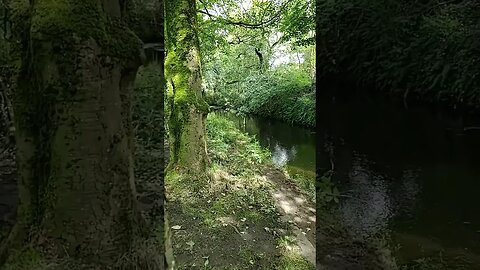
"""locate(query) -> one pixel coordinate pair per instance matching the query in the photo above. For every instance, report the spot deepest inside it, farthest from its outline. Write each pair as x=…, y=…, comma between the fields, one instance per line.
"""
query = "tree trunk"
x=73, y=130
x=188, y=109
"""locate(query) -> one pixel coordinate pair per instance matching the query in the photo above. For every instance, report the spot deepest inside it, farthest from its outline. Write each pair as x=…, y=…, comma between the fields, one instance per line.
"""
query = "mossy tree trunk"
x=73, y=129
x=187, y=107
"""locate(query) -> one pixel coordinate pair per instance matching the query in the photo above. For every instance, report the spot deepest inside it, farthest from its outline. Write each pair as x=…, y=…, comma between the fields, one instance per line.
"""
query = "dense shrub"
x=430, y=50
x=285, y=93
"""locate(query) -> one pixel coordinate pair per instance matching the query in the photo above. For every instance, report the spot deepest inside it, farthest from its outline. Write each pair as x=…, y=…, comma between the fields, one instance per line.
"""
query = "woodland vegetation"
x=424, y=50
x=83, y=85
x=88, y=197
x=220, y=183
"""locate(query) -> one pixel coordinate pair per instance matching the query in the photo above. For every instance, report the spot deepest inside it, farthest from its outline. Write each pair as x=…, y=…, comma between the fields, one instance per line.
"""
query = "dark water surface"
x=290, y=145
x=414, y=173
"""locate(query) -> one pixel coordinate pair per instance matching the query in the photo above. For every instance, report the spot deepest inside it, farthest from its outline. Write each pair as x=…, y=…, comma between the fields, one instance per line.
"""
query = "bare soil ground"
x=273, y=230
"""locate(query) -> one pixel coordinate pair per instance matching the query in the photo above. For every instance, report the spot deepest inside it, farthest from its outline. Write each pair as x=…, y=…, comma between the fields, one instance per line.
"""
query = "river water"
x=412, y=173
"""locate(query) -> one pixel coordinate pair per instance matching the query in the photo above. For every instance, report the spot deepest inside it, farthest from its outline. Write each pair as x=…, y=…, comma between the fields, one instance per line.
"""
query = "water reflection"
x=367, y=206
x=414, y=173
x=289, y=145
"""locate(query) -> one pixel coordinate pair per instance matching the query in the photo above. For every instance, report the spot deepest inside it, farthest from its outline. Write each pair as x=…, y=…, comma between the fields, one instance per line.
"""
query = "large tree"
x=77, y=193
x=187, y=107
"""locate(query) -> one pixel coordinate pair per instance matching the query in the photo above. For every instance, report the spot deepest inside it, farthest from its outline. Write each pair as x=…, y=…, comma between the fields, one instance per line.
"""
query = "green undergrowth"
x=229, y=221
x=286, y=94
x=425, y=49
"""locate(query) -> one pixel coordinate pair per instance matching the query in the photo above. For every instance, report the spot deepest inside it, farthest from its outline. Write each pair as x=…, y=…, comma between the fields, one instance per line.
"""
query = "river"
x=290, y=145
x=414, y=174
• • • • •
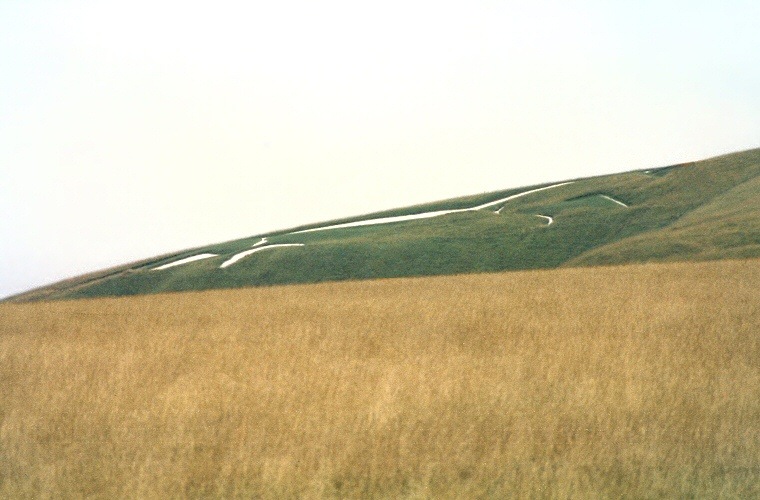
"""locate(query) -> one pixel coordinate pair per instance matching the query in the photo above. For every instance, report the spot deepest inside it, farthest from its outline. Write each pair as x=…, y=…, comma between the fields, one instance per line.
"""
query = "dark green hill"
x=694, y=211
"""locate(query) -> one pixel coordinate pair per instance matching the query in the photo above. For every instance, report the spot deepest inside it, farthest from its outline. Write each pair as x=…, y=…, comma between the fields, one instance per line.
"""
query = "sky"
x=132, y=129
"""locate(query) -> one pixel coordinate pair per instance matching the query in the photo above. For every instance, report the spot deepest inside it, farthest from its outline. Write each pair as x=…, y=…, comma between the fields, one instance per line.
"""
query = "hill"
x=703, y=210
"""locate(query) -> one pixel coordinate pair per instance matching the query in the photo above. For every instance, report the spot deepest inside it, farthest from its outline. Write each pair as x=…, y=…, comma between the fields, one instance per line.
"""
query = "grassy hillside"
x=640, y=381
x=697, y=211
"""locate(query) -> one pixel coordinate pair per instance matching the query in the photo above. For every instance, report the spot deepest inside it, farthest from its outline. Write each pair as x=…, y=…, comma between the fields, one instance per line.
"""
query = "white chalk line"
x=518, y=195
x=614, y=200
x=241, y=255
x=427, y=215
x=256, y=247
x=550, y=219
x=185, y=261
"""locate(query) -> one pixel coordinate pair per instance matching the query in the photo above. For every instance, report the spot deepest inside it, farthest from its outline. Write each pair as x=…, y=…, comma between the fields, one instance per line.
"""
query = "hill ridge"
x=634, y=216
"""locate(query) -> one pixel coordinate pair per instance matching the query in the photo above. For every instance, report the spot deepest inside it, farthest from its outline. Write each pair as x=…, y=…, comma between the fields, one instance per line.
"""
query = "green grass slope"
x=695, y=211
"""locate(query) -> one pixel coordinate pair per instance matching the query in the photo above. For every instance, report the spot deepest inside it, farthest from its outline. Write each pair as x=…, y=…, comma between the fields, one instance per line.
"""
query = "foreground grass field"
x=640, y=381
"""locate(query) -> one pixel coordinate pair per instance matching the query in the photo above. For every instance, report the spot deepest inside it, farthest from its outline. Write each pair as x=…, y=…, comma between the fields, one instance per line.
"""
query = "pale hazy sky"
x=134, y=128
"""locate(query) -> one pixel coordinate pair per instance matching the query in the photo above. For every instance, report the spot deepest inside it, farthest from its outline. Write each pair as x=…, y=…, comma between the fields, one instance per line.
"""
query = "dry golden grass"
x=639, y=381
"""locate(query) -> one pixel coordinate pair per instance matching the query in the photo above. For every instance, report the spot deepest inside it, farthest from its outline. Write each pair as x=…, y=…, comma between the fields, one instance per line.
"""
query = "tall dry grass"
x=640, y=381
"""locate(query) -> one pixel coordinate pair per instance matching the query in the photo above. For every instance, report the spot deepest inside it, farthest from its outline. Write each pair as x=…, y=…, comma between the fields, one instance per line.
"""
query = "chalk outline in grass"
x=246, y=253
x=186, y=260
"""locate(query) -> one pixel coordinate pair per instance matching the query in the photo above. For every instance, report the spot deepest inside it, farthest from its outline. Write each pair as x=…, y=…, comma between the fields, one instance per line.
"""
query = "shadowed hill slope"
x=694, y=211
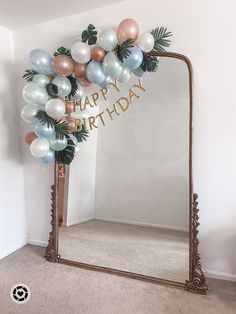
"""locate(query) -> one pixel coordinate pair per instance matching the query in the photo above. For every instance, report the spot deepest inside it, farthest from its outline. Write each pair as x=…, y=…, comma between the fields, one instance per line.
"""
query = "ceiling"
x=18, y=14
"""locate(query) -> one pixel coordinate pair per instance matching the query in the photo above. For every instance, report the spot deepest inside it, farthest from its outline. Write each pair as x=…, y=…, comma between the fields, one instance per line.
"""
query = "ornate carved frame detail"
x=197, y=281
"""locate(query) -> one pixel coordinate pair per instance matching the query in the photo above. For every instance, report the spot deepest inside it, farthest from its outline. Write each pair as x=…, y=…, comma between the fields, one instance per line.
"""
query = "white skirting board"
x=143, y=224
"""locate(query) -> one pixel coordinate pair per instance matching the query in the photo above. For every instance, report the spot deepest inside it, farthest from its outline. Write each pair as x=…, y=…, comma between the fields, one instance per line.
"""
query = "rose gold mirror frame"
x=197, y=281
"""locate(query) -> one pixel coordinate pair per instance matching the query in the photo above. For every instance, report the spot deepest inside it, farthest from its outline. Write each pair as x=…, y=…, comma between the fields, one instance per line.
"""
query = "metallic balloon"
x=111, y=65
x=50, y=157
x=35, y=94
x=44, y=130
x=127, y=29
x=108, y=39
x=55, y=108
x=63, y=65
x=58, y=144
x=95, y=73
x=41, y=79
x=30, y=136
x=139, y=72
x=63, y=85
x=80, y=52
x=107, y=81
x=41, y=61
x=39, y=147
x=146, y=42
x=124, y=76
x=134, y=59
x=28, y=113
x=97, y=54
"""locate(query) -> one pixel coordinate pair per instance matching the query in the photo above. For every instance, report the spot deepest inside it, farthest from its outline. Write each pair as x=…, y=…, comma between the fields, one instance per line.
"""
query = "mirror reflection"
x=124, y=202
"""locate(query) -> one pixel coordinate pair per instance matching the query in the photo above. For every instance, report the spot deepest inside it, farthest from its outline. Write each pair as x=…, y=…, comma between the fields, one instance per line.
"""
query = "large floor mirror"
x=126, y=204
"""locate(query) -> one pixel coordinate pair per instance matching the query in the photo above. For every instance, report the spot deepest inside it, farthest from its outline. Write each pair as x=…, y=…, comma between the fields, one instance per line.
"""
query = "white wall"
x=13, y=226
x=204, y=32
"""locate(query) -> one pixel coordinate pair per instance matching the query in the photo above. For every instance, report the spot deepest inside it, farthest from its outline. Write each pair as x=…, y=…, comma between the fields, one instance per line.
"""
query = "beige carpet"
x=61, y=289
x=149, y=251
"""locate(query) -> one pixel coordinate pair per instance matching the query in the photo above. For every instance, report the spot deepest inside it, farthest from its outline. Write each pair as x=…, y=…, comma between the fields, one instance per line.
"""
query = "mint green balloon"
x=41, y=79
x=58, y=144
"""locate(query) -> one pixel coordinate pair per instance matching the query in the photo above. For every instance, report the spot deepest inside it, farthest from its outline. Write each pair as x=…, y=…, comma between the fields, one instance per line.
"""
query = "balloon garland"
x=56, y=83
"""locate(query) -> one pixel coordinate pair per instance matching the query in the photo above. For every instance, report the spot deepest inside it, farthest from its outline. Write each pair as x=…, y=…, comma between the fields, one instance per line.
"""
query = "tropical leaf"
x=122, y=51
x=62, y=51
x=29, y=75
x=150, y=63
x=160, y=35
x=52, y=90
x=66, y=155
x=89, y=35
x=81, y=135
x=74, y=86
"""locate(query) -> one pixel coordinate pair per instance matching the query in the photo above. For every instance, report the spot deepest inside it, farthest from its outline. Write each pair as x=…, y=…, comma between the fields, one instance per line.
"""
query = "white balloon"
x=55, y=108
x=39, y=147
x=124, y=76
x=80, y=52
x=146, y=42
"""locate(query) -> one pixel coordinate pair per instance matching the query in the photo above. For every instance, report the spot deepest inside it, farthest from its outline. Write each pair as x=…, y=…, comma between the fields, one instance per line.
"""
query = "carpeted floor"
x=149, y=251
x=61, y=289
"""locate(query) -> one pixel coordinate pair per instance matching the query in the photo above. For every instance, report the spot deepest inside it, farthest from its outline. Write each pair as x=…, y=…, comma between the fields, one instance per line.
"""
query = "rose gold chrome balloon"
• • • • •
Count the lines above that contain the string "tree", treating case as significant, and give only the number.

3